## BEGIN Records shown

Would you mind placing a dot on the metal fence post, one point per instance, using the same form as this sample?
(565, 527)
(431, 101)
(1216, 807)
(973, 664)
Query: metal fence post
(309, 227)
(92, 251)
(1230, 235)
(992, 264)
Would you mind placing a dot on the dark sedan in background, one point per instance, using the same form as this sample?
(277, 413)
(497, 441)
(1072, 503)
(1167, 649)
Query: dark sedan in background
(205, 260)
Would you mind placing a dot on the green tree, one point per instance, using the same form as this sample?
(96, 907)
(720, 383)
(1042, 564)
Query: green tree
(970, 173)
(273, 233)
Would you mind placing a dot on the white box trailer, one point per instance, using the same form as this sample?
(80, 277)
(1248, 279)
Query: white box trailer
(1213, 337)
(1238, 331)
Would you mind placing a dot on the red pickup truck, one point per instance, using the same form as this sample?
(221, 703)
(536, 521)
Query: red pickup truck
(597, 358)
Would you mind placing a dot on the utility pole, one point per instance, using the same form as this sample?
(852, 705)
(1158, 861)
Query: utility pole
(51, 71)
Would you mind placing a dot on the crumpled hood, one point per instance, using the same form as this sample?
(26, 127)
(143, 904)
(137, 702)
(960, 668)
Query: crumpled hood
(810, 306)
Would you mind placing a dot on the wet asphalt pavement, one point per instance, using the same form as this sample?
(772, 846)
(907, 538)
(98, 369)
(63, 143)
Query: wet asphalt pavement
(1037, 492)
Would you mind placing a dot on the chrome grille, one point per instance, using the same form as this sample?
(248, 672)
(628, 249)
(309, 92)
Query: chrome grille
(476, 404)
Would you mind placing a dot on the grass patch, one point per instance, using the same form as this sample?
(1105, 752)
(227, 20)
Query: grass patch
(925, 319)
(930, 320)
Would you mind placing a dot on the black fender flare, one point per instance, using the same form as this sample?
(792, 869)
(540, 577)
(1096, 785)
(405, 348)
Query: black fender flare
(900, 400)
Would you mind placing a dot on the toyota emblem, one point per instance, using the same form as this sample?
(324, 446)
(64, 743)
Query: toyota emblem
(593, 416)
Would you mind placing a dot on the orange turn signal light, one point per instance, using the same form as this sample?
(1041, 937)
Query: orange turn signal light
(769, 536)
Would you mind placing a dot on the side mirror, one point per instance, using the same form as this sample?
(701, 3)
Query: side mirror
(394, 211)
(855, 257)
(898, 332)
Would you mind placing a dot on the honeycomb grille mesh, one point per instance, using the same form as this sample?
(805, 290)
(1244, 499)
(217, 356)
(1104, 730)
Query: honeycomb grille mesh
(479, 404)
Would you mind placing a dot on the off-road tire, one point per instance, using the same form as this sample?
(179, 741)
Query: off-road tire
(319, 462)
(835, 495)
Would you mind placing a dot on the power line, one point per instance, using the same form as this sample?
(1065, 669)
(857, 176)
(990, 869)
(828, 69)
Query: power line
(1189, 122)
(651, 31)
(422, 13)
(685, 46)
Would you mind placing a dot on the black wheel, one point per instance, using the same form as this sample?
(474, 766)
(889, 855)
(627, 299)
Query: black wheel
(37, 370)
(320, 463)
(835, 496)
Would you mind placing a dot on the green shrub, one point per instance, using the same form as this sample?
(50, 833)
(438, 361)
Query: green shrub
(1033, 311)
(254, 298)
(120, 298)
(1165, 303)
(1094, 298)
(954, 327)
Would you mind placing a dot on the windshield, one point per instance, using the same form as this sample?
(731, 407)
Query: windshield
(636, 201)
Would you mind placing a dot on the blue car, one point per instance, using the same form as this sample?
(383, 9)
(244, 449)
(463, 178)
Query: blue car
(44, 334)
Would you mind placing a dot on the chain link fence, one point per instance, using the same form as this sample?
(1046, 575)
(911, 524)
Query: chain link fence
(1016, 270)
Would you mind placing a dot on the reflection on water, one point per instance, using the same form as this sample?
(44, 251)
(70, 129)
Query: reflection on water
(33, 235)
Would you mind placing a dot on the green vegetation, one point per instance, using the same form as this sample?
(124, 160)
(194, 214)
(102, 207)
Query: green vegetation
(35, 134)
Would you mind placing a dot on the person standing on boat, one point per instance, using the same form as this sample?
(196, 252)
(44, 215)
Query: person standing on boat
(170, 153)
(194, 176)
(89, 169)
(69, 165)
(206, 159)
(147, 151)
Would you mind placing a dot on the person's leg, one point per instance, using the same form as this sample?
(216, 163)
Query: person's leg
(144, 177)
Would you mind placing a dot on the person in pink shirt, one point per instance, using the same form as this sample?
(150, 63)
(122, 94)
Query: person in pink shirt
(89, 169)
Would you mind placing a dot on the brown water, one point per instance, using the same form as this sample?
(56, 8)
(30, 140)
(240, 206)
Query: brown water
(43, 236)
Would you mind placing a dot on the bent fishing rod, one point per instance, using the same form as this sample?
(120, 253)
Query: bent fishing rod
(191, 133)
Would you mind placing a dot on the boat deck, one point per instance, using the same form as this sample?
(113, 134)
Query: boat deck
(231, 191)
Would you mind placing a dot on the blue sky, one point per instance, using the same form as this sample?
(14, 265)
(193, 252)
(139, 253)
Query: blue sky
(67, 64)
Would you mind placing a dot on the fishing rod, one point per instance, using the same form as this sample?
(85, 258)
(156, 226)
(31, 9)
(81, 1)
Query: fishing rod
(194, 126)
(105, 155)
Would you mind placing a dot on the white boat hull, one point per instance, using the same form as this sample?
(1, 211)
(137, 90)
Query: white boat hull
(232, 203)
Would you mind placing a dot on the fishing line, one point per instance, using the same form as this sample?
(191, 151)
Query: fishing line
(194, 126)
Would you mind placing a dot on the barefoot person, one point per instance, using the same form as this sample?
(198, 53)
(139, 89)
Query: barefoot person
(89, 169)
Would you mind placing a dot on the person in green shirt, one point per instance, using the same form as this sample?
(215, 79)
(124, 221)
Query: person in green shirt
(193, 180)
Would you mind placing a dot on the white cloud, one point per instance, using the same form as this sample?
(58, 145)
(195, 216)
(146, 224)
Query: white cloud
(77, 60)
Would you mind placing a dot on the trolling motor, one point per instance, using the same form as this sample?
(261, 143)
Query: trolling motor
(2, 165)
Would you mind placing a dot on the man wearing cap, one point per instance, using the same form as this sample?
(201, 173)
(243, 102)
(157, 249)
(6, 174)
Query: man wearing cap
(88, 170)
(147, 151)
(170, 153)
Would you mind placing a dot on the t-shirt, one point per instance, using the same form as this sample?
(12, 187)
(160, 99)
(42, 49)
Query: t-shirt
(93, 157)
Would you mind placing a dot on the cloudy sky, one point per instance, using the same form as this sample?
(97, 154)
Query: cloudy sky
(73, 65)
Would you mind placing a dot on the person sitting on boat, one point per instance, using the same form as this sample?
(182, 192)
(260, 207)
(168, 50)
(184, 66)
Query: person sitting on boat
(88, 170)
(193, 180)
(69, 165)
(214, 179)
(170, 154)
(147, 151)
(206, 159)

## END Records shown

*Prompt*.
Please lay out the lines above as a numbered list, starting at the line with "Would you mind placing a dot on the person sitting" and continuing through the final line, both included, with any blank lines left out.

*Response below*.
1. Would you mind placing a dot on the person sitting on boat, one point per instance, using the same form as this sample?
2. (182, 192)
3. (260, 207)
4. (168, 50)
5. (184, 66)
6. Query: person sitting on boat
7. (88, 170)
8. (193, 180)
9. (69, 165)
10. (214, 179)
11. (170, 154)
12. (147, 151)
13. (206, 159)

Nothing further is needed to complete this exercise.